===== SOURCE EXCERPT

# Increasing stitches without a hole



## Lynn-Philly (Dec 2, 2012)

Hi All

How do I increase without leaving a hole. Any suggestions would be greatly appreciated. Thank you. 

Lynn


----------



## no1girl (Sep 4, 2012)

I knit into the bar between the stitch on the Right needle , then k the next Stitch . That leaves no hole


----------



## Entity (Sep 13, 2011)

Use a transfer tool and pick up the bar from the stitch of the next needle (of the empty needle), and transfer it to the empty needle. Knit as usual.


----------



## Lynn-Philly (Dec 2, 2012)

Entity said:


> Use a transfer tool and pick up the bar from the stitch of the next needle (of the empty needle), and transfer it to the empty needle. Knit as usual.


I picked up the bar in front of the empty needle and I now have a decorative hole all along the the side of my teddy bear. Now the stuffing in the bearish poking thru these holes. Am I picking up the wrong bar?


----------



## Lynn-Philly (Dec 2, 2012)

==========
===== INFORMATION PROVIDED

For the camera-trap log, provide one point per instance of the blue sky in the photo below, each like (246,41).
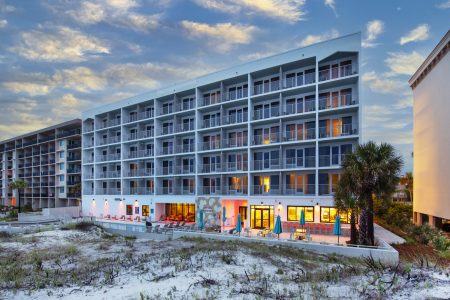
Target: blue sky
(60,57)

==========

## REQUIREMENTS
Could you pull out, word for word, the stretch of the knitting thread from "# Increasing stitches" through "appreciated. Thank you."? Rely only on the knitting thread, not on the data.

## RESPONSE TO THIS TASK
# Increasing stitches without a hole



## Lynn-Philly (Dec 2, 2012)

Hi All

How do I increase without leaving a hole. Any suggestions would be greatly appreciated. Thank you.